■ Data records:

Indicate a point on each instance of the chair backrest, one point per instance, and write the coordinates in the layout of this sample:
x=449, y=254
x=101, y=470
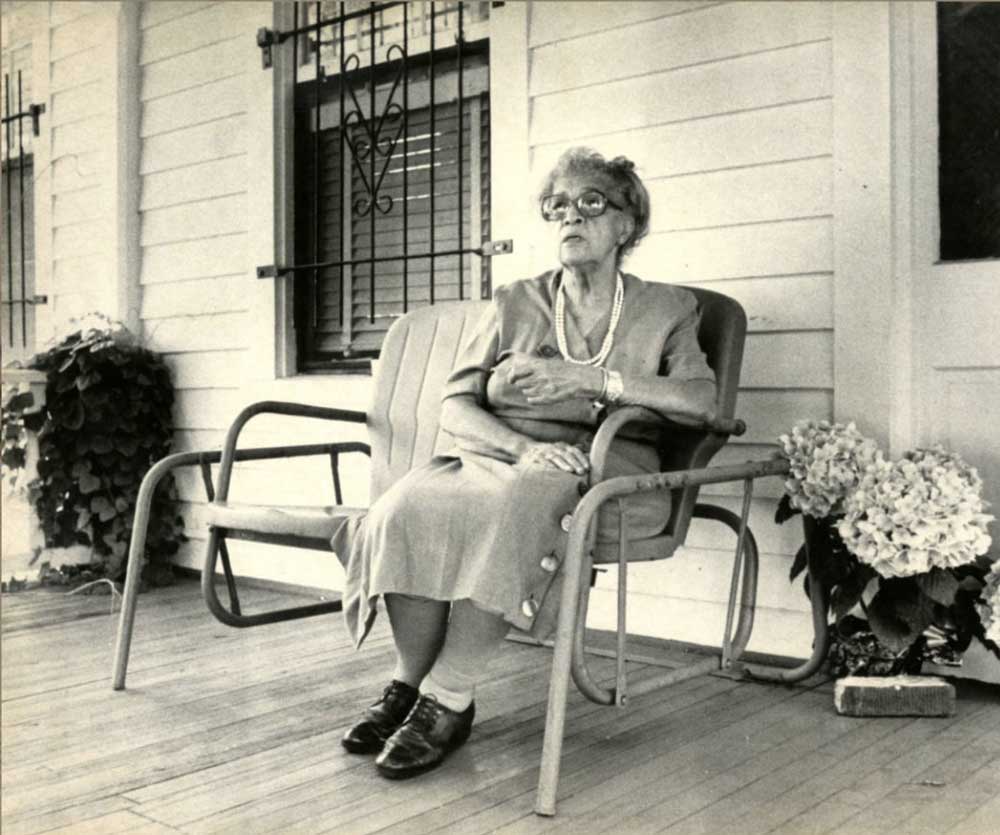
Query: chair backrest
x=420, y=350
x=721, y=334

■ Task to carry out: Could you restate every record above word for word, leaving the pictures out?

■ The completed task:
Indicate a point on each instance of the chair backrest, one point per instance, and write the coordinates in the layout of this sample:
x=449, y=254
x=101, y=470
Query: chair backrest
x=420, y=350
x=721, y=334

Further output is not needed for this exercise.